=== Supplied records ===

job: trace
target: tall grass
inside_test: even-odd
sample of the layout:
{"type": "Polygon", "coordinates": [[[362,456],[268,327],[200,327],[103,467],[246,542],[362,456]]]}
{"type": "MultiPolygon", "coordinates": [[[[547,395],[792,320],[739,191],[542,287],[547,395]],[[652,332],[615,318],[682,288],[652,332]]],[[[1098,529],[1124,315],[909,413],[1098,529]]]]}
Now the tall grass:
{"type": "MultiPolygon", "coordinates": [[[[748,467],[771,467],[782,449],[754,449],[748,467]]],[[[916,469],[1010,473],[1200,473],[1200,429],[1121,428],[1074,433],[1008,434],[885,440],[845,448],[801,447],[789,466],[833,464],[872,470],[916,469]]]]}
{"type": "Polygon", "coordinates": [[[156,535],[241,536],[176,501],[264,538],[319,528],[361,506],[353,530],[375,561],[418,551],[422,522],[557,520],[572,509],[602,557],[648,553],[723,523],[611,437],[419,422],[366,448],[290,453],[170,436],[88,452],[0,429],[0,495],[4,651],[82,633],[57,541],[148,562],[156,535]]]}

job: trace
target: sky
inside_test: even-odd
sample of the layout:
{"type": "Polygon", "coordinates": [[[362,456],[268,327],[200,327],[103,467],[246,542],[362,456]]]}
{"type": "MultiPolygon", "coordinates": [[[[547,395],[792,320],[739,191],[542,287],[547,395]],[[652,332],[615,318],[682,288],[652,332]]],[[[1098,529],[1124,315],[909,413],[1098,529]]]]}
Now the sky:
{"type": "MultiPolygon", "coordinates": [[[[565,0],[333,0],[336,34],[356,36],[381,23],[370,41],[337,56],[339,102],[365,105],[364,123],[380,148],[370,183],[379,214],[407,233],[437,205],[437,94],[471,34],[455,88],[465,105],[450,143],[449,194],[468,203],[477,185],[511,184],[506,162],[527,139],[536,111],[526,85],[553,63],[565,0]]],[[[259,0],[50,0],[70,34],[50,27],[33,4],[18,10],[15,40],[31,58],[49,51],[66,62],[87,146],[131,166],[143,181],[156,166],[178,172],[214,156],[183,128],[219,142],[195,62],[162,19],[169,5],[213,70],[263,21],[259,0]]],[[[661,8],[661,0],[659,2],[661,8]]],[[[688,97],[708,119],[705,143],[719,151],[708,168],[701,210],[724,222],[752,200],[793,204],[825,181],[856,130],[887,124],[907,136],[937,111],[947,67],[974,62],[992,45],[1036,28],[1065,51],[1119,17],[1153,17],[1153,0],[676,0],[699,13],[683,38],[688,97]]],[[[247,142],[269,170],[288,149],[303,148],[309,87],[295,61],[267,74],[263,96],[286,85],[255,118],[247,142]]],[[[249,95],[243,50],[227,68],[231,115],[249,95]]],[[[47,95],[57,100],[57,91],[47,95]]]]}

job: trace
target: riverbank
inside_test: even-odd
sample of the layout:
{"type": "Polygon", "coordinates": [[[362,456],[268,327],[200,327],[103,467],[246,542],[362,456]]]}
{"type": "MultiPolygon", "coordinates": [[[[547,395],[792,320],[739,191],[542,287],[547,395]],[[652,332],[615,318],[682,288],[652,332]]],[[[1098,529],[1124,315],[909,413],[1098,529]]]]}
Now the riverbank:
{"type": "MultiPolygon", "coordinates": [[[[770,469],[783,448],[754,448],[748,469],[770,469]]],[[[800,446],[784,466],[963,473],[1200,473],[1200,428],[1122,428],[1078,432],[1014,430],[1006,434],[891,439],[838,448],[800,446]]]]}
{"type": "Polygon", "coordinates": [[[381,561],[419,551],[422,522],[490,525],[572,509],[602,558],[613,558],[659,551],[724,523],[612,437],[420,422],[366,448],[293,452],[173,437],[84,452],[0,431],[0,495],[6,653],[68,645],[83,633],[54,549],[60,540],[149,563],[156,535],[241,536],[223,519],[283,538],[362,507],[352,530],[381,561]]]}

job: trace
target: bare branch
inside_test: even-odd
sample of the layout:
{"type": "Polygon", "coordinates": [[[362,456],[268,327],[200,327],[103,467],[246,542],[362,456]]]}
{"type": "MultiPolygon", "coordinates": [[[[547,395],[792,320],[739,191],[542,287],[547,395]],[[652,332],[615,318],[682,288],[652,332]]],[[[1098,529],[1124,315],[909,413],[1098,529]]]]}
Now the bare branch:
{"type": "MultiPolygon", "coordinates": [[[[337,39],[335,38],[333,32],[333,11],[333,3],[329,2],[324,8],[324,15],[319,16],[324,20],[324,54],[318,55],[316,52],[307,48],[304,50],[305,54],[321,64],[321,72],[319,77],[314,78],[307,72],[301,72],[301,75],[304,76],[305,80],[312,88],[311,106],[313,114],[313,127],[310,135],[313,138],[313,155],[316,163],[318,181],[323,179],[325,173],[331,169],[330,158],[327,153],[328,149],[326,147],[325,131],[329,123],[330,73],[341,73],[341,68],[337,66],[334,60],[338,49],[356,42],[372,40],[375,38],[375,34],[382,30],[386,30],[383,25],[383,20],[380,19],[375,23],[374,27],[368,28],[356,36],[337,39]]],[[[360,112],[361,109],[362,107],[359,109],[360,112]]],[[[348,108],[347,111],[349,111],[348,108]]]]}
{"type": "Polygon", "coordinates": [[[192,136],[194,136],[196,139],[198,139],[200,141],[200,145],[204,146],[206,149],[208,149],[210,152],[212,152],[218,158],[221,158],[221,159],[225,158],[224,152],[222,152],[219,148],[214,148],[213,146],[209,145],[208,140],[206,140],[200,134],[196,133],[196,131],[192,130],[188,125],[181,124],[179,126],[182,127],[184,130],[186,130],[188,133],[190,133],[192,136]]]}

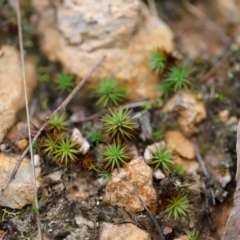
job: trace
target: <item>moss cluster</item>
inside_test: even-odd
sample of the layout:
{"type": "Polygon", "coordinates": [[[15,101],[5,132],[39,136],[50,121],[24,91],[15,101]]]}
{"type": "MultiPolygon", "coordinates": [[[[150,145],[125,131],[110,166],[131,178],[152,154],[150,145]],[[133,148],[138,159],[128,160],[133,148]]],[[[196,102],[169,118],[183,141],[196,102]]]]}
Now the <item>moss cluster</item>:
{"type": "Polygon", "coordinates": [[[156,48],[150,53],[149,65],[152,71],[160,75],[159,89],[168,96],[173,92],[191,85],[191,72],[178,64],[177,58],[164,49],[156,48]]]}

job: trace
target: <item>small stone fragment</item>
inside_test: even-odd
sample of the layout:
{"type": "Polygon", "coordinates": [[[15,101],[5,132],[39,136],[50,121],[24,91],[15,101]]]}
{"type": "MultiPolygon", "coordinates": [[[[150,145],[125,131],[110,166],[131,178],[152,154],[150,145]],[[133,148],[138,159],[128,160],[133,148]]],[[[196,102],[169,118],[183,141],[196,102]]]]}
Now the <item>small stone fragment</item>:
{"type": "Polygon", "coordinates": [[[223,188],[225,188],[227,184],[232,180],[231,174],[228,169],[226,170],[226,173],[224,175],[218,174],[217,178],[218,182],[221,184],[223,188]]]}
{"type": "Polygon", "coordinates": [[[87,141],[86,138],[83,137],[83,135],[77,128],[73,129],[71,140],[76,141],[79,144],[79,146],[80,146],[79,151],[83,155],[86,154],[88,152],[88,150],[90,149],[89,142],[87,141]]]}
{"type": "Polygon", "coordinates": [[[0,151],[1,152],[4,152],[6,150],[6,148],[7,148],[6,144],[4,144],[4,143],[0,144],[0,151]]]}
{"type": "Polygon", "coordinates": [[[45,181],[47,182],[57,183],[61,181],[62,175],[63,175],[63,170],[59,170],[59,171],[54,171],[49,173],[44,178],[46,179],[45,181]]]}
{"type": "Polygon", "coordinates": [[[170,233],[172,233],[172,227],[170,227],[170,226],[165,226],[165,227],[163,227],[163,234],[164,235],[167,235],[167,234],[170,234],[170,233]]]}
{"type": "Polygon", "coordinates": [[[91,239],[92,229],[96,227],[95,223],[81,215],[75,216],[75,222],[78,228],[71,231],[66,240],[91,239]]]}
{"type": "Polygon", "coordinates": [[[196,124],[207,117],[205,105],[190,92],[177,92],[164,106],[165,113],[178,113],[178,124],[185,136],[197,132],[196,124]]]}
{"type": "Polygon", "coordinates": [[[152,186],[152,169],[142,157],[133,159],[123,168],[115,169],[106,186],[105,201],[113,206],[122,206],[129,212],[144,210],[133,187],[136,183],[139,195],[153,212],[157,209],[157,193],[152,186]]]}
{"type": "Polygon", "coordinates": [[[157,180],[161,180],[161,179],[165,178],[165,175],[163,174],[161,169],[158,168],[156,171],[154,171],[153,177],[157,180]]]}
{"type": "Polygon", "coordinates": [[[150,235],[132,223],[102,223],[99,240],[151,240],[150,235]]]}
{"type": "Polygon", "coordinates": [[[149,164],[152,161],[152,152],[155,152],[158,148],[164,147],[166,147],[166,143],[164,141],[156,142],[147,146],[143,154],[146,163],[149,164]]]}
{"type": "Polygon", "coordinates": [[[34,154],[33,155],[33,162],[34,162],[34,167],[40,167],[40,156],[39,154],[34,154]]]}
{"type": "MultiPolygon", "coordinates": [[[[0,188],[3,187],[13,168],[17,164],[19,155],[5,155],[0,153],[0,188]]],[[[37,188],[40,186],[40,168],[35,168],[37,188]]],[[[0,196],[0,205],[21,209],[31,204],[34,198],[32,167],[29,159],[24,158],[15,178],[0,196]]]]}
{"type": "Polygon", "coordinates": [[[94,228],[94,222],[84,218],[81,215],[75,216],[75,221],[76,221],[76,224],[78,225],[78,227],[87,226],[90,229],[94,228]]]}
{"type": "Polygon", "coordinates": [[[218,113],[219,119],[224,123],[226,123],[228,121],[229,116],[230,116],[230,112],[228,109],[224,109],[218,113]]]}
{"type": "Polygon", "coordinates": [[[138,120],[141,127],[141,133],[139,137],[145,142],[147,139],[152,139],[150,113],[148,111],[142,111],[139,113],[139,115],[140,116],[138,117],[138,120]]]}
{"type": "Polygon", "coordinates": [[[27,148],[28,146],[28,140],[27,139],[21,139],[17,142],[17,148],[20,151],[23,151],[27,148]]]}
{"type": "Polygon", "coordinates": [[[167,131],[165,133],[165,141],[167,146],[180,156],[193,159],[195,157],[194,146],[190,140],[188,140],[179,131],[167,131]]]}

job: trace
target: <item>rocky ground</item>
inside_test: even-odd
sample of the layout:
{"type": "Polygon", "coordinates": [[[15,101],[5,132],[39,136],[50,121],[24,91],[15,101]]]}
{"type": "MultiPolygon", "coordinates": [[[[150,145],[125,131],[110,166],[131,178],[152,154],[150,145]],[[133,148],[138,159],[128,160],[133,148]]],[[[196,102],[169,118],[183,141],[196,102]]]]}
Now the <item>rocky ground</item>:
{"type": "Polygon", "coordinates": [[[23,155],[29,137],[16,14],[7,1],[0,2],[1,188],[25,157],[0,196],[1,239],[39,239],[36,216],[44,239],[218,240],[237,235],[229,215],[240,115],[238,4],[156,1],[156,12],[153,1],[140,0],[20,2],[32,137],[106,59],[62,109],[65,125],[54,130],[46,123],[34,144],[37,208],[30,154],[23,155]],[[151,70],[149,58],[156,48],[164,49],[169,65],[190,70],[191,81],[183,89],[159,87],[169,69],[151,70]],[[112,169],[104,165],[104,151],[115,143],[104,128],[109,109],[96,104],[96,90],[106,78],[126,89],[122,106],[131,109],[135,130],[129,133],[133,138],[116,140],[126,144],[129,159],[112,169]],[[44,149],[46,139],[61,136],[78,143],[73,162],[61,162],[56,150],[44,149]],[[172,154],[171,171],[153,164],[154,152],[162,148],[172,154]],[[169,215],[169,199],[177,196],[187,198],[187,210],[169,215]]]}

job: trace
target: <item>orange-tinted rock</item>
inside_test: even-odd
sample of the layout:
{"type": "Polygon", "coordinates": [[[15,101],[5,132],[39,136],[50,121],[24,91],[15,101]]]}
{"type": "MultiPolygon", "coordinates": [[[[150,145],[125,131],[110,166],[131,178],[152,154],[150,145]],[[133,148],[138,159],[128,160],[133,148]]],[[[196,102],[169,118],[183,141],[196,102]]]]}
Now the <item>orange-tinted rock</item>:
{"type": "Polygon", "coordinates": [[[176,93],[164,106],[165,113],[177,113],[178,124],[186,136],[197,132],[196,124],[207,117],[205,105],[187,91],[176,93]]]}
{"type": "Polygon", "coordinates": [[[222,122],[226,123],[230,117],[229,109],[224,109],[221,112],[219,112],[218,117],[222,122]]]}
{"type": "Polygon", "coordinates": [[[129,212],[143,211],[144,207],[133,187],[134,182],[145,205],[155,213],[157,193],[152,186],[152,169],[142,157],[133,159],[123,168],[112,172],[106,186],[105,201],[113,206],[122,206],[129,212]]]}
{"type": "Polygon", "coordinates": [[[179,131],[167,131],[165,133],[167,146],[180,156],[193,159],[195,157],[194,145],[179,131]]]}
{"type": "Polygon", "coordinates": [[[150,234],[136,227],[132,223],[115,225],[102,223],[100,228],[100,240],[151,240],[150,234]]]}
{"type": "Polygon", "coordinates": [[[28,140],[27,139],[21,139],[17,142],[17,148],[20,150],[20,151],[23,151],[27,148],[28,146],[28,140]]]}

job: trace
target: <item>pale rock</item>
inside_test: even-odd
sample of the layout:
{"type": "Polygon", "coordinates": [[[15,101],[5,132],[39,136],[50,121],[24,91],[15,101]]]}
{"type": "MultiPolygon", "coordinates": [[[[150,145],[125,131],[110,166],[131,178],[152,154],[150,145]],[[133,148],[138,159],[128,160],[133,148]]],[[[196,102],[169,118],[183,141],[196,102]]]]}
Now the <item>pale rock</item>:
{"type": "Polygon", "coordinates": [[[174,160],[176,164],[183,166],[183,170],[186,173],[195,173],[200,168],[200,164],[197,161],[184,160],[179,156],[175,156],[174,160]]]}
{"type": "Polygon", "coordinates": [[[205,105],[188,91],[177,92],[163,108],[164,113],[177,113],[178,124],[187,137],[197,132],[196,124],[207,117],[205,105]]]}
{"type": "Polygon", "coordinates": [[[97,181],[98,181],[98,183],[99,183],[101,186],[106,186],[106,184],[107,184],[107,182],[108,182],[108,180],[107,180],[106,178],[104,178],[104,177],[99,177],[99,178],[97,179],[97,181]]]}
{"type": "Polygon", "coordinates": [[[95,223],[81,215],[75,216],[74,219],[78,228],[73,229],[73,231],[71,231],[71,233],[66,237],[66,240],[91,239],[92,229],[96,227],[95,223]]]}
{"type": "Polygon", "coordinates": [[[232,116],[228,119],[227,125],[230,127],[231,131],[237,132],[238,118],[236,116],[232,116]]]}
{"type": "MultiPolygon", "coordinates": [[[[136,117],[136,114],[135,114],[136,117]]],[[[151,115],[148,111],[139,112],[137,117],[140,123],[141,133],[139,137],[145,142],[147,139],[152,139],[151,115]]]]}
{"type": "Polygon", "coordinates": [[[99,240],[151,240],[149,233],[136,227],[132,223],[115,225],[103,222],[100,228],[99,240]]]}
{"type": "Polygon", "coordinates": [[[81,215],[75,216],[75,222],[78,225],[78,227],[86,226],[86,227],[88,227],[90,229],[94,228],[94,222],[84,218],[81,215]]]}
{"type": "Polygon", "coordinates": [[[174,238],[174,240],[189,240],[189,237],[187,235],[181,235],[178,238],[174,238]]]}
{"type": "Polygon", "coordinates": [[[140,0],[49,2],[33,0],[33,6],[41,48],[51,61],[60,61],[81,79],[106,55],[86,87],[115,77],[131,99],[158,96],[159,80],[149,69],[149,54],[156,47],[173,50],[173,33],[140,0]]]}
{"type": "Polygon", "coordinates": [[[225,25],[240,23],[240,2],[236,0],[217,0],[214,9],[219,21],[225,25]]]}
{"type": "Polygon", "coordinates": [[[179,131],[167,131],[165,133],[167,146],[180,156],[193,159],[195,157],[194,145],[179,131]]]}
{"type": "Polygon", "coordinates": [[[39,154],[34,154],[33,155],[33,162],[34,162],[34,167],[40,167],[41,162],[40,162],[39,154]]]}
{"type": "Polygon", "coordinates": [[[77,129],[77,128],[73,129],[71,140],[74,142],[77,142],[79,144],[80,148],[78,150],[83,155],[85,155],[89,151],[90,144],[87,141],[87,139],[83,137],[83,135],[79,131],[79,129],[77,129]]]}
{"type": "Polygon", "coordinates": [[[173,229],[172,229],[171,226],[164,226],[163,227],[163,234],[164,235],[168,235],[168,234],[172,233],[172,231],[173,231],[173,229]]]}
{"type": "Polygon", "coordinates": [[[1,152],[4,152],[6,149],[7,149],[6,144],[4,144],[4,143],[0,144],[0,151],[1,152]]]}
{"type": "MultiPolygon", "coordinates": [[[[13,168],[17,164],[19,155],[5,155],[0,153],[0,188],[3,187],[13,168]]],[[[40,168],[35,168],[37,188],[40,187],[40,168]]],[[[0,196],[0,205],[21,209],[26,204],[31,204],[34,199],[34,186],[32,167],[29,159],[24,158],[15,178],[0,196]]]]}
{"type": "Polygon", "coordinates": [[[46,179],[46,182],[52,182],[52,183],[57,183],[60,182],[62,179],[63,171],[53,171],[46,175],[44,178],[46,179]]]}
{"type": "Polygon", "coordinates": [[[227,123],[227,121],[230,117],[229,109],[224,109],[224,110],[220,111],[218,113],[218,117],[222,122],[227,123]]]}
{"type": "MultiPolygon", "coordinates": [[[[15,122],[15,116],[24,107],[23,82],[20,57],[15,48],[3,45],[0,48],[0,143],[7,130],[15,122]]],[[[26,59],[28,97],[36,86],[36,68],[26,59]]]]}
{"type": "Polygon", "coordinates": [[[163,172],[161,171],[161,169],[157,169],[156,171],[154,171],[153,173],[153,177],[157,180],[161,180],[165,178],[165,175],[163,174],[163,172]]]}
{"type": "Polygon", "coordinates": [[[166,147],[166,143],[164,141],[153,143],[146,147],[143,156],[147,164],[150,164],[152,161],[152,153],[157,149],[162,149],[166,147]]]}
{"type": "Polygon", "coordinates": [[[225,188],[227,184],[232,180],[231,174],[228,169],[226,170],[226,173],[224,174],[224,176],[218,174],[217,178],[218,178],[218,182],[221,184],[223,188],[225,188]]]}
{"type": "Polygon", "coordinates": [[[133,159],[123,168],[115,169],[106,186],[105,201],[110,205],[122,206],[129,212],[144,210],[133,183],[142,201],[153,212],[157,209],[157,193],[152,186],[152,169],[142,157],[133,159]]]}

===

» **What to work on**
Set out every line from the material that contains the string "target".

» **Your response**
target: tall grass
target: sky
target: riverbank
target: bare branch
target: <item>moss cluster</item>
target: <item>small stone fragment</item>
target: <item>rocky ground</item>
target: <item>orange-tinted rock</item>
target: <item>pale rock</item>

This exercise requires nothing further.